The task: Express every line of the rows below as a JSON list of strings, with one string per line and blank lines omitted.

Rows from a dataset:
——————————
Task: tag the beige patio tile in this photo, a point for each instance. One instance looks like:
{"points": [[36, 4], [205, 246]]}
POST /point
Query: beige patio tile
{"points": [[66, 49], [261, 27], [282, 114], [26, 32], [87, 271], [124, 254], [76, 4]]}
——————————
Result of this task:
[
  "Task: tag the beige patio tile in this photo, a point for each instance. One instance looks like:",
  "{\"points\": [[36, 4], [205, 246]]}",
  "POST /point",
  "Query: beige patio tile",
  "{\"points\": [[66, 49], [261, 27], [282, 114], [26, 32], [87, 271], [124, 254], [76, 4]]}"
]